A third thing on my list of things to quit is to stop living in the past. It is gone and I cannot change it for myself or anyone else. Hopefully, we learn from our mistakes and our experiences, but we must move on to the next new thing. It does us no good to constantly to think backwards, to long for things that are gone and that will not be again. Move on. Get on with life as it is today. Find new interests, new jobs, new friends, new homes if necessary, and be happy in the present. Look toward the future. I read this week that the windshields of our cars are so much larger than the review mirrors because we are going forward and not backward. I hope that is true in each of our lives.

The fourth thing I would mention is to stop putting ourselves down. Sure, we make mistakes. We screw up. We are human. We are not perfect. But, it does no real good to constantly present a negative opinion about who we are, what we do, or where we are going in life. Work on being positive. Think happy thoughts when we can. Strive to be a positive role model and stop being a Negative Nancy.

[Entries from an annotation dataset]
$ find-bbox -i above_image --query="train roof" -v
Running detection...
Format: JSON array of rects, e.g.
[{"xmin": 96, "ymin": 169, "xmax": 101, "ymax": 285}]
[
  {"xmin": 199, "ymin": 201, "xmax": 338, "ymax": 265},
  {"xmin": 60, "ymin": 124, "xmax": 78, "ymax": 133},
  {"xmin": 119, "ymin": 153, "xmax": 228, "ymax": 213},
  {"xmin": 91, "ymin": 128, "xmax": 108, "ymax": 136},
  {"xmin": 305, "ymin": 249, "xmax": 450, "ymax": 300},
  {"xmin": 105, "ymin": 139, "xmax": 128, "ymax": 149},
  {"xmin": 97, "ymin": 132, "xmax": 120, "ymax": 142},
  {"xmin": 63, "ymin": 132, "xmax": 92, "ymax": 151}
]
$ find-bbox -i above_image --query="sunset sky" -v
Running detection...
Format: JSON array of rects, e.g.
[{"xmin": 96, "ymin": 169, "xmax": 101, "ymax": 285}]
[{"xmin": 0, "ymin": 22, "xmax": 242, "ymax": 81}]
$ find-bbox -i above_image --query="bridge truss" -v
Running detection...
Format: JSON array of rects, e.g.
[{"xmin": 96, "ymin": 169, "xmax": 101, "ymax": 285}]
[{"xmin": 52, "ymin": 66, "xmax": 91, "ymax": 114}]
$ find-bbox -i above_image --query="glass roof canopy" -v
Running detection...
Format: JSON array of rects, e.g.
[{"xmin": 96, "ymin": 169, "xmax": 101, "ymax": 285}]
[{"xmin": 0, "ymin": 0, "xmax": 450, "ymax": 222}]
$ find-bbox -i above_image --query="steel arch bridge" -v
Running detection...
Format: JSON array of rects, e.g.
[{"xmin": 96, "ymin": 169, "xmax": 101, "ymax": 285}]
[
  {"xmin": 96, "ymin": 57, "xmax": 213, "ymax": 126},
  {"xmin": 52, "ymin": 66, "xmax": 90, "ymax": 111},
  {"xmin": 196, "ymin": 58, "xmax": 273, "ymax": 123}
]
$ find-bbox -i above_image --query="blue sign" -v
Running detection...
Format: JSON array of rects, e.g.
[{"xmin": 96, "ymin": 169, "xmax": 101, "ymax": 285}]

- Work to do: Reproduce the section of the passage on things to quit that starts with "The fourth thing" and goes on through "a Negative Nancy.".

- Answer for this exercise:
The fourth thing I would mention is to stop putting ourselves down. Sure, we make mistakes. We screw up. We are human. We are not perfect. But, it does no real good to constantly present a negative opinion about who we are, what we do, or where we are going in life. Work on being positive. Think happy thoughts when we can. Strive to be a positive role model and stop being a Negative Nancy.